### Problem statement:
Restate, word for word, each record that follows.

# # #

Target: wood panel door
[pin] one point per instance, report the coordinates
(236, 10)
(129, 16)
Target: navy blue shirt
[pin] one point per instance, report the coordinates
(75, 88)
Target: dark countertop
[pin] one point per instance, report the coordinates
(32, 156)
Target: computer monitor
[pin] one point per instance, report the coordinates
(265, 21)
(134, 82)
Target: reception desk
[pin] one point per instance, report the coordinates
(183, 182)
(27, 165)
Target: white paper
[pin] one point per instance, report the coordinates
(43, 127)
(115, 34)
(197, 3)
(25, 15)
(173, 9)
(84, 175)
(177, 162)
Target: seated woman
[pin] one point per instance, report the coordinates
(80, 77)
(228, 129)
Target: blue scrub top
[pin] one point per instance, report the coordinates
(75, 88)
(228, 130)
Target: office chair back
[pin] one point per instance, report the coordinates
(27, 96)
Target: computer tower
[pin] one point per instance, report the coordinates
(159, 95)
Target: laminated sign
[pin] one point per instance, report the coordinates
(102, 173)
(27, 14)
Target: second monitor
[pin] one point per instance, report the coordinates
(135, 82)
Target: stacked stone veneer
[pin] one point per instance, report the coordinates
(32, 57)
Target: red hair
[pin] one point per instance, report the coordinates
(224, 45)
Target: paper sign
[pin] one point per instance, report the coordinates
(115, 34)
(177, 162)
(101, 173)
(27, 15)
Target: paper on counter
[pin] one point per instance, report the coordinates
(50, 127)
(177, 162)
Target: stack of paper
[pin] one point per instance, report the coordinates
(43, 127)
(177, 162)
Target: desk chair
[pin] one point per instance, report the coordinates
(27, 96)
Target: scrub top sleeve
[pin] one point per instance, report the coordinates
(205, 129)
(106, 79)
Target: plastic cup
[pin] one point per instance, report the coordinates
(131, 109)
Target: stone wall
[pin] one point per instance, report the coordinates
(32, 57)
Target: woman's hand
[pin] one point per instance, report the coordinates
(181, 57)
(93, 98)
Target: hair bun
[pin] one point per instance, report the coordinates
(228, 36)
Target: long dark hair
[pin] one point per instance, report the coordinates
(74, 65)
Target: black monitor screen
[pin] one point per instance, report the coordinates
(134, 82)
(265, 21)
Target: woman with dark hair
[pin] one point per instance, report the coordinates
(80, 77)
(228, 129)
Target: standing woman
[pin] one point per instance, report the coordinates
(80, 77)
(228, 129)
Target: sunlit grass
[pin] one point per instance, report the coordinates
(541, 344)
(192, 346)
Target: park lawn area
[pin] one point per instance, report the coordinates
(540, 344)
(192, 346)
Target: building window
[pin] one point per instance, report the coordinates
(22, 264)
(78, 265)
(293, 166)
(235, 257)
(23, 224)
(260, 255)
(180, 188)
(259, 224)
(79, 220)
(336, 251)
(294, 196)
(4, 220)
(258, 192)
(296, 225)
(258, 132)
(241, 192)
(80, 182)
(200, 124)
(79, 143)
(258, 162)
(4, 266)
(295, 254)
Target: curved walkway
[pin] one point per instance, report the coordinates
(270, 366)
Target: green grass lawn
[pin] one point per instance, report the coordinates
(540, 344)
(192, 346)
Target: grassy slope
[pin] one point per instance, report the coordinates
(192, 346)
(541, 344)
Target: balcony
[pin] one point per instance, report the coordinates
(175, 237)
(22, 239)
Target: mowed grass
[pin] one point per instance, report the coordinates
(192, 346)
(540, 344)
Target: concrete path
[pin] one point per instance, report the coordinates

# # #

### Response below:
Target: wood panel door
[pin] one point per instance, report the coordinates
(236, 10)
(129, 16)
Target: navy blue shirt
[pin] one point per instance, report the coordinates
(75, 88)
Target: dark countertop
[pin] one point per instance, report the coordinates
(32, 156)
Target: computer monitor
[pin] one point per instance, report the coordinates
(265, 21)
(134, 82)
Target: reception desk
[pin] one point per instance, report the coordinates
(183, 182)
(27, 165)
Target: white paper
[pin] one point per instance, report the coordinates
(43, 127)
(115, 34)
(197, 3)
(25, 15)
(173, 9)
(84, 175)
(177, 162)
Target: seated woman
[pin] one point per instance, report the coordinates
(80, 77)
(228, 129)
Target: blue scrub top
[pin] one point per instance, report the coordinates
(75, 88)
(228, 130)
Target: office chair back
[pin] one point per instance, report the coordinates
(27, 96)
Target: computer tower
[pin] one point per instance, report the coordinates
(159, 95)
Target: laminated sign
[pin] one point per instance, report the coordinates
(102, 173)
(27, 14)
Target: second monitor
[pin] one point per instance, report the coordinates
(135, 82)
Target: stacked stone veneer
[pin] one point per instance, report the coordinates
(32, 57)
Target: red hair
[pin] one point per instance, report the coordinates
(224, 45)
Target: paper sign
[pin] one point per instance, report the coordinates
(115, 34)
(177, 162)
(101, 173)
(27, 15)
Target: paper on counter
[pin] one point per instance, report the coordinates
(50, 127)
(177, 162)
Target: stack of paper
[pin] one point per instance, report the coordinates
(43, 127)
(177, 162)
Target: desk chair
[pin] one point per instance, report the coordinates
(27, 96)
Target: scrub top sleeve
[pin] one point per instance, report the coordinates
(205, 129)
(106, 79)
Target: plastic cup
[pin] one point per instance, report the coordinates
(131, 109)
Target: stone wall
[pin] one point per instance, report the coordinates
(32, 57)
Target: woman's hand
[pin] one point per instance, report the coordinates
(181, 57)
(93, 98)
Target: hair bun
[pin] one point per instance, report the coordinates
(228, 36)
Target: long dark hair
[pin] one point per instance, report the coordinates
(74, 65)
Target: black monitor screen
[pin] one point per instance, report the coordinates
(134, 82)
(265, 21)
Target: woman with dark hair
[pin] one point per instance, report the coordinates
(80, 77)
(228, 129)
Target: standing woman
[pin] one point per instance, report the coordinates
(80, 77)
(228, 129)
Target: sunlit grass
[pin] one point per instance, report the coordinates
(541, 344)
(192, 346)
Target: park lawn area
[pin] one point per instance, report the coordinates
(540, 344)
(192, 346)
Target: building window
[pin] one point per instance, report the coordinates
(22, 264)
(78, 265)
(293, 166)
(235, 257)
(23, 224)
(260, 255)
(180, 188)
(259, 224)
(79, 220)
(336, 251)
(294, 196)
(4, 220)
(258, 192)
(296, 225)
(258, 132)
(241, 192)
(80, 182)
(200, 124)
(79, 143)
(258, 162)
(4, 266)
(295, 254)
Target: curved walkway
[pin] one point per instance, report the coordinates
(270, 366)
Target: green grass lawn
[pin] one point per instance, report the coordinates
(540, 344)
(192, 346)
Target: grassy slope
[pin] one point per instance, report the coordinates
(192, 346)
(541, 344)
Target: balcony
[pin] one point per instance, report the coordinates
(175, 237)
(22, 239)
Target: mowed grass
[pin] one point per instance, report the coordinates
(192, 346)
(540, 344)
Target: concrete path
[pin] one point per instance, report the coordinates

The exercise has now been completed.